» **Фрагмент документа**:
Секреты обманчивых чудес. Беседы о литературе
Шрифт:
Кажется, из уст нашего героя излетело словцо, подмеченное на улице. Что ж делать? Таково на Руси положение писателя! Впрочем, если слово из улицы попало в книгу, не писатель виноват, виноваты читатели, и прежде всего читатели высшего общества: от них первых не услышишь ни одного порядочного русского слова, а французскими, немецкими и английскими они, пожалуй, наделят в таком количестве, что и не захочешь… […] А между тем какая взыскательность! Хотят непременно, чтобы все было написано языком самым строгим, очищенным и благородным, — словом, хотят, чтобы русский язык сам собою опустился вдруг с облаков,
А в другом месте Гоголь высказывает аналогичное замечание, обращенное на сей раз к читателю женского пола:
Очень сомнительно, чтобы избранный нами герой понравился читателям. Дамам он не понравится, это можно сказать утвердительно, ибо дамы требуют, чтоб герой был решительное совершенство, и если какое-нибудь душевное или телесное пятнышко, тогда беда!
В «Мертвых душах» нет предисловия, но в них много обращения к читателю. Самое первое из них содержит замечательно смешную и неожиданную фразу. Гоголь описывает гостиницу, которую выбрал Чичиков, и говорит, что она похожа на всякую другую, но с одной разницей:
Только и разницы, что на одной картине изображена была нимфа с такими огромными грудями, какие читатель, верно, никогда не видывал.
Мы, которые прочли у Филдинга, что писателю не дано узнать что-нибудь о своих читателях, удивляемся: откуда Гоголю знать такое? А вдруг найдется читатель, который все-таки видел эти груди?
Этот вопрос, хотя и вполне легитимный, на самом деле много сложнее и существенней, чем кажется на первый взгляд. Оба они, и Гоголь, и Филдинг, утверждают превосходство писателя над читателем. Но Филдинг делает это с помощью торжественной декларации, в которой заявляет, что он-де — «творец новой области в литературе» (мы еще будем говорить об этой декларации), после чего принимается демонстрировать на повторяющихся примерах, насколько его образованность превосходит читательскую. Гоголь же ограничивается тем, что описывает груди, которых читатель никогда не видел. Видел ли он сам такие груди? Этого нельзя знать, да, в сущности, и не нужно, потому что важно здесь то, что Гоголь их сам придумал.

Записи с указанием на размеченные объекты
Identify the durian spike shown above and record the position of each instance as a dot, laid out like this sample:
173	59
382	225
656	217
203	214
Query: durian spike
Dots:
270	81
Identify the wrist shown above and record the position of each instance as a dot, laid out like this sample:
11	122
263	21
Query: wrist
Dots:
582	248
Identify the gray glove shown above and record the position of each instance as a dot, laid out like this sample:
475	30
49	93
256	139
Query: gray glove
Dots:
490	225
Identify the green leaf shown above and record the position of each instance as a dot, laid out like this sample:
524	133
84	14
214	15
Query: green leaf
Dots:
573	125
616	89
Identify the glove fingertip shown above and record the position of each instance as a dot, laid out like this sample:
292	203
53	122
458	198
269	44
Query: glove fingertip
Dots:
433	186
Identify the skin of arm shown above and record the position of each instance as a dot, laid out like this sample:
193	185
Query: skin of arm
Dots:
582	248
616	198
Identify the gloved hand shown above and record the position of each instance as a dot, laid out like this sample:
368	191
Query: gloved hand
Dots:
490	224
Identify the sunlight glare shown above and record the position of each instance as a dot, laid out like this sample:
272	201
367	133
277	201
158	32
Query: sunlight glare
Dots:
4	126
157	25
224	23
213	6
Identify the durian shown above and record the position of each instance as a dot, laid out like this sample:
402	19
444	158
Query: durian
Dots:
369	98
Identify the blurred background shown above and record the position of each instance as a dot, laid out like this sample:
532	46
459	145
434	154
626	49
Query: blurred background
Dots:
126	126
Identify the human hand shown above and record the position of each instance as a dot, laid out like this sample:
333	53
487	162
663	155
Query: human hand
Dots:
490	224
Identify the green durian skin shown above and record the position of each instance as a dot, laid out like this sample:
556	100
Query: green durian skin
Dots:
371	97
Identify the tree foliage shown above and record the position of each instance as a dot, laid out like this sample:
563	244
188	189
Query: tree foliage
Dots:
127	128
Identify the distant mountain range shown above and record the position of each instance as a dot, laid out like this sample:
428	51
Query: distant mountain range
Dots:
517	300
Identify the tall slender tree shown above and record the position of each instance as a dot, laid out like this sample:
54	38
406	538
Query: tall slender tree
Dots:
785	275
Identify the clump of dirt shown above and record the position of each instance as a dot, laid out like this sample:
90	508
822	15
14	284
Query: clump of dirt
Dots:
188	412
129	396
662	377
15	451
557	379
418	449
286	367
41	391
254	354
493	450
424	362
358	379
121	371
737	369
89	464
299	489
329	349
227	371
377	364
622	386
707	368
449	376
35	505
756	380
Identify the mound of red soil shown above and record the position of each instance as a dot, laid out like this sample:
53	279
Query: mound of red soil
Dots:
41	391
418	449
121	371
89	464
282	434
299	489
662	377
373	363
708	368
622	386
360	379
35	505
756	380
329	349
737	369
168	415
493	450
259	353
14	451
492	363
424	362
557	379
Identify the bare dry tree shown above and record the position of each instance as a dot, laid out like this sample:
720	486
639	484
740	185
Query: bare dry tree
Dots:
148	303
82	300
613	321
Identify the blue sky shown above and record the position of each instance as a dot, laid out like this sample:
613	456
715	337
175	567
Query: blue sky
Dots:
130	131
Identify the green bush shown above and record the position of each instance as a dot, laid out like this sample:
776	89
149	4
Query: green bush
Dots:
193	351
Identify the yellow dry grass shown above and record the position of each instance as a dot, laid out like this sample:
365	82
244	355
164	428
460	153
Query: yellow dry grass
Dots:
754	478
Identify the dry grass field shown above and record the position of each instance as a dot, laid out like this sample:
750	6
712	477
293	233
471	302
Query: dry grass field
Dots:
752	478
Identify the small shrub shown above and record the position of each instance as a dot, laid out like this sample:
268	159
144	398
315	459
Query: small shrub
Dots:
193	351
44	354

» **Цель задания**: Перепишите часть текста об обращениях Гоголя к читателю, которая начинается со слов «Мы, которые прочли» и заканчивается словами «видел эти груди?», и замените в ней «Филдинга» на «Стерна».

» **Решённое задание**:
Мы, которые прочли у Стерна, что писателю не дано узнать что-нибудь о своих читателях, удивляемся: откуда Гоголю знать такое? А вдруг найдется читатель, который все-таки видел эти груди?